▶ SHORT EXERCISE 1:
Answer these questions about the passage on digital information:
(a) What do Wikipedia's bots automatically do when a large amount of text is added?
(b) In what month and year did the state government in Maine reveal its loss of public documents?
(c) Which authority does the passage name as facing the challenge of guaranteeing future access to information about stored nuclear waste?
▶ SHORT EXERCISE 2: List every line in the listing that contains the string "trace".

▶ PROVIDED PASSAGE:
^^^^^^^^^^^^^^^^

Every contributor also has a contributions record that is openly viewable, so if someone is only making edits about certain individuals or topics, that information is also visible to other users. Although there is a human layer of ‘watchers’ they are supported by a technological layer of software tools (or ‘bots’) that do some large-scale automated ‘watching’.
Wikipedia itself monitors the entire site. Their bots can detect events such as a significant part of an article being deleted, or a homophobic or racial slur being added. When a large amount of text is added they can automatically Google-search sentences from the article to detect any plagiarism. When the staff of a politician deletes material, various bots and human editors flag it up, can see the pattern of edits made by the same account or computer and restore the deleted material with one click. Sometimes attempts to delete or censor Wikipedia has generated its own media story, which then gets cited in the article.
The shift in the creation of knowledge to digital form is posing challenges for administrators who, facing the digital deluge, struggle to cope with the burden of dealing with large quantities of digital information. In December 2018 the state government in Maine revealed that it had suffered a catastrophic loss of public documents from the administrations of governors Angus King and John Baldacci with most state government emails sent before 2008 being irretrievably lost and many other kinds of documents destroyed by state officials before they reached the Maine State Archives. Not only has information for future historians gone but these emails could also contain documentation of vital information in high-profile legal cases, as the work done by lawyers like Larry Chapin on the Libor scandal of 2012 has shown – email records when pieced together can tell a story in enough detail to help secure a conviction or prevent a defendant from going to jail.24
There are other areas of life where future access to knowledge will be of critical importance, and where commercial interests would not necessarily be beneficial. A good example is the nuclear industry. As a society we need to be sure long into the future – not just five to ten years, but hundreds and even thousands of years hence – exactly where we have stored nuclear waste, what material it consists of, when it was placed there, what kind of container it was stored in, and so on. This data exists today but the challenge facing the Nuclear Decommissioning Authority and other players in the nuclear world is how we can be sure that property developers, mining companies, water suppliers, as well as local authorities and governments, in say five hundred years’ time have guaranteed access to all this information. We need to know where to find the information, that the format the information is stored in can be accessed and that we can make sense of it when we need to. When businesses have turned bad, as in the case of Enron in the early years of the present century, litigation could have been made much easier if digital preservation solutions had been more available in the corporate world – as Enron employees deleted vast numbers of emails and other digital information, hampering the ability of its auditors to know what was going on, and making the job of litigation harder and more costly.

^^^^^^^^^^^^^^^^

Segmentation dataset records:
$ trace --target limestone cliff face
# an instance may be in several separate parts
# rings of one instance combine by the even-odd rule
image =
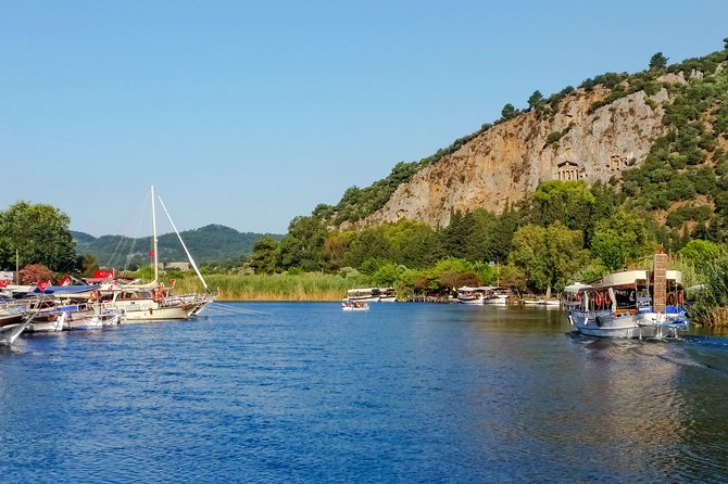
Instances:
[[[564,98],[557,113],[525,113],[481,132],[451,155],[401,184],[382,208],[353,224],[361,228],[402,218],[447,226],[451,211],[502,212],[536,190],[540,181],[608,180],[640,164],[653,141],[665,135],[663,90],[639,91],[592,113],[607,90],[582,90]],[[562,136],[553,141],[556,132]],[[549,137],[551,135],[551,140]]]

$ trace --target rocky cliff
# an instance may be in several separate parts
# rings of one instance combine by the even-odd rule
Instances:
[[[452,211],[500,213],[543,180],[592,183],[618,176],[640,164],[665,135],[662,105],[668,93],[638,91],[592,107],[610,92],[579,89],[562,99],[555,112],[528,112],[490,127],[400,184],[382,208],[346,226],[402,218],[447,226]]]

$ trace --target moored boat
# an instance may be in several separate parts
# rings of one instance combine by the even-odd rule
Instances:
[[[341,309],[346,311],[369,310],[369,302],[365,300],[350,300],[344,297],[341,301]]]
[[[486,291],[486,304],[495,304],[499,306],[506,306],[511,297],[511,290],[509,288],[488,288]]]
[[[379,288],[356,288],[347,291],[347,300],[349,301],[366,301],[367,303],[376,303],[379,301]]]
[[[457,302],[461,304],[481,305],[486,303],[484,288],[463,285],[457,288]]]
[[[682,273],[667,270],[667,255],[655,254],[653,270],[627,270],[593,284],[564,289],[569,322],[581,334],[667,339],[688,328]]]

^^^^^^^^^^^^^^^^

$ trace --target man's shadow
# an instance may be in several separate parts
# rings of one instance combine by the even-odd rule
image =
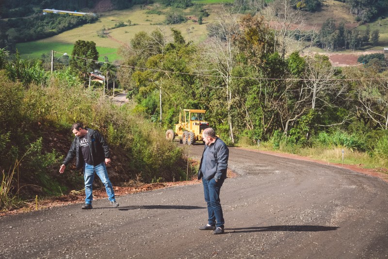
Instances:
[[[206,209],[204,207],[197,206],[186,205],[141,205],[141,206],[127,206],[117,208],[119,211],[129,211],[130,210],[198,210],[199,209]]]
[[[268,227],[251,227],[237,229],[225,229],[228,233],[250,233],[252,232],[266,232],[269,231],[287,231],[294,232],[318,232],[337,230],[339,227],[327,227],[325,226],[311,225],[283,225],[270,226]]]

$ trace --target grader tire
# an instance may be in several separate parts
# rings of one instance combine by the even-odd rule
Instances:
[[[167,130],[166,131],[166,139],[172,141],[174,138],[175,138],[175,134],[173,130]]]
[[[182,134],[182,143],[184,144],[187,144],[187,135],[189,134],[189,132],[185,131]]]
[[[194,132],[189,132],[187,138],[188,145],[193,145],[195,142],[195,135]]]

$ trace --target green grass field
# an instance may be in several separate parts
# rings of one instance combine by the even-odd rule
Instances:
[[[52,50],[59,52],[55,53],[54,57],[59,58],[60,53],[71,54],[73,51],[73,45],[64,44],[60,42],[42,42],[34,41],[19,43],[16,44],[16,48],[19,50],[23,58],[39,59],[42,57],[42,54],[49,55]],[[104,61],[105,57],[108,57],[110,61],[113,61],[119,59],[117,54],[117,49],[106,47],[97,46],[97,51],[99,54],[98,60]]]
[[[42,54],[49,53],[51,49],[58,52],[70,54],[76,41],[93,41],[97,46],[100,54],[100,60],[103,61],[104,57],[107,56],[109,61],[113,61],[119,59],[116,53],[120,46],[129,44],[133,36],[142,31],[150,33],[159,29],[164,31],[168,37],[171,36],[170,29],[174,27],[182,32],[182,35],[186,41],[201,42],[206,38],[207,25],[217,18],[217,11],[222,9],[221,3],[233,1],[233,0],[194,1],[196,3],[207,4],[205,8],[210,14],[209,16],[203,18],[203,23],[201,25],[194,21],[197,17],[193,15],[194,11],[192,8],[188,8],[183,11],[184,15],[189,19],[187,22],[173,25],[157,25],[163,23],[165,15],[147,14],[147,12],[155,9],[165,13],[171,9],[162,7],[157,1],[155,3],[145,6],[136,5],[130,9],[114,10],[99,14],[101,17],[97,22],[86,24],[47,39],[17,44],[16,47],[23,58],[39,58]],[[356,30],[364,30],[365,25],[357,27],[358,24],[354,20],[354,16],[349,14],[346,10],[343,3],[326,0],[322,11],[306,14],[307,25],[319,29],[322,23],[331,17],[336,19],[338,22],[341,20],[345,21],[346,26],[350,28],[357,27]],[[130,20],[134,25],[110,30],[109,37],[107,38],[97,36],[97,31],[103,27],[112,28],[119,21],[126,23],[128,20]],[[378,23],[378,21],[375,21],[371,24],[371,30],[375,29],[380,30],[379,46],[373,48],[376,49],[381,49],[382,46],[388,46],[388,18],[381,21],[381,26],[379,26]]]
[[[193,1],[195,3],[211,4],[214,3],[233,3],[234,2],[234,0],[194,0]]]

^^^^^^^^^^^^^^^^

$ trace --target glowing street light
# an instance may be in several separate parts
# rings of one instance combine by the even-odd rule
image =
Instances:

^^^^^^^^^^^^^^^^

▶ WRITTEN SOLUTION 1:
(a) They Google-search sentences from the article to detect any plagiarism.
(b) December 2018.
(c) The Nuclear Decommissioning Authority.

▶ WRITTEN SOLUTION 2:
$ trace --target limestone cliff face
$ trace --target rocky cliff
$ trace --target moored boat
$ trace --target man's shadow
$ trace --target grader tire
$ trace --target green grass field
$ trace --target glowing street light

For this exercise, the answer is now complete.